*The problem:* Among the records below, find the lines that hold the word "query" and report how many there are, with no other words.

*The data:*

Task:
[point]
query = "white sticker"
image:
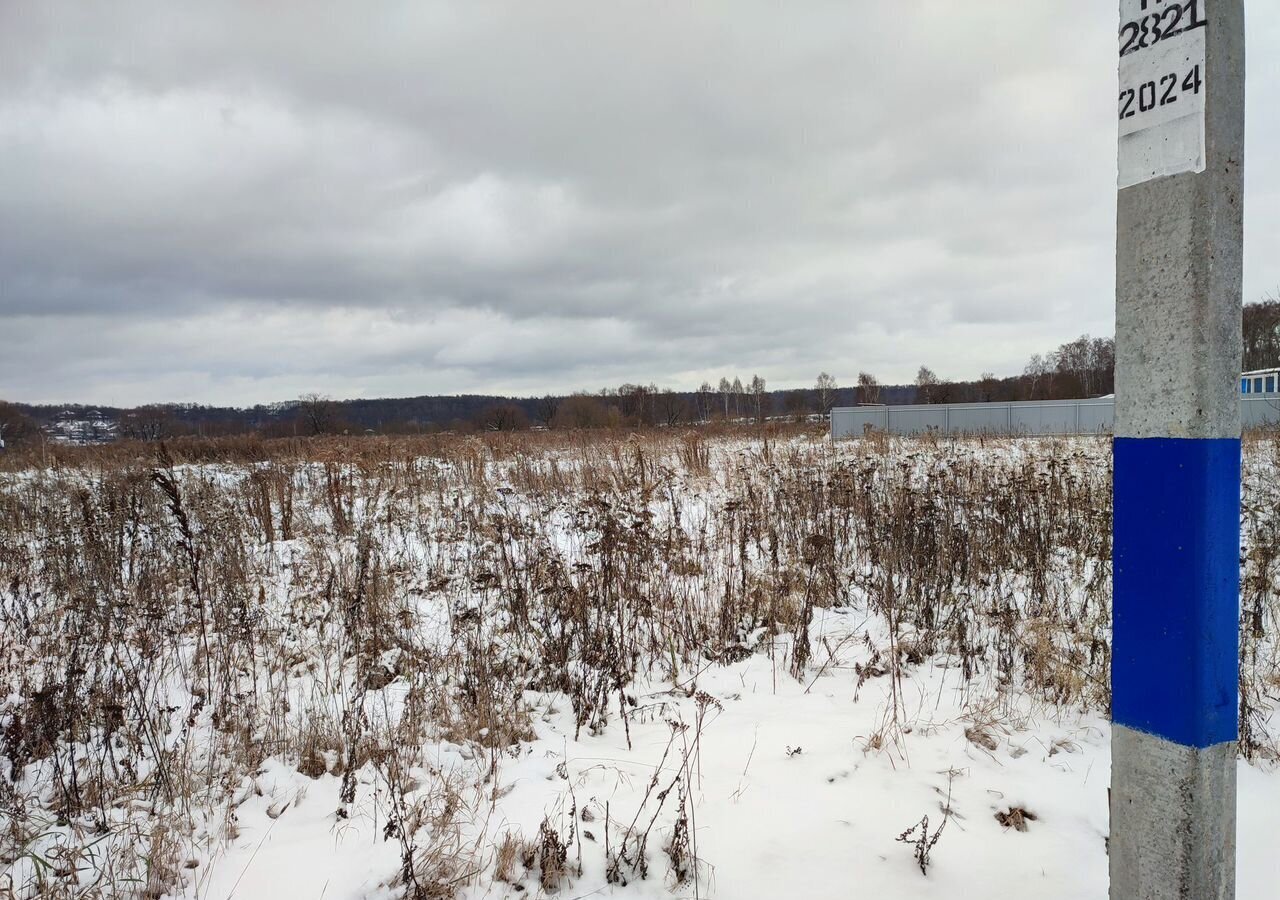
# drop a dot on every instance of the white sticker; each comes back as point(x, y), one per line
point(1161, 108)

==

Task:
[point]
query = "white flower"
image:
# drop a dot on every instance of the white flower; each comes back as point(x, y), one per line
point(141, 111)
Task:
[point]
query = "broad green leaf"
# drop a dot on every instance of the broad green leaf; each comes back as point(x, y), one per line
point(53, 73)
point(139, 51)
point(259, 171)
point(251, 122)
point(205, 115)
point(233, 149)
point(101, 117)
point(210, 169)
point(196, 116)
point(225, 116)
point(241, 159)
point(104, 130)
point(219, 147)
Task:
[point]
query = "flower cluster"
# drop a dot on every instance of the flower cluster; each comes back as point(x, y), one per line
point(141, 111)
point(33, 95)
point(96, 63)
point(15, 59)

*Solution below:* 4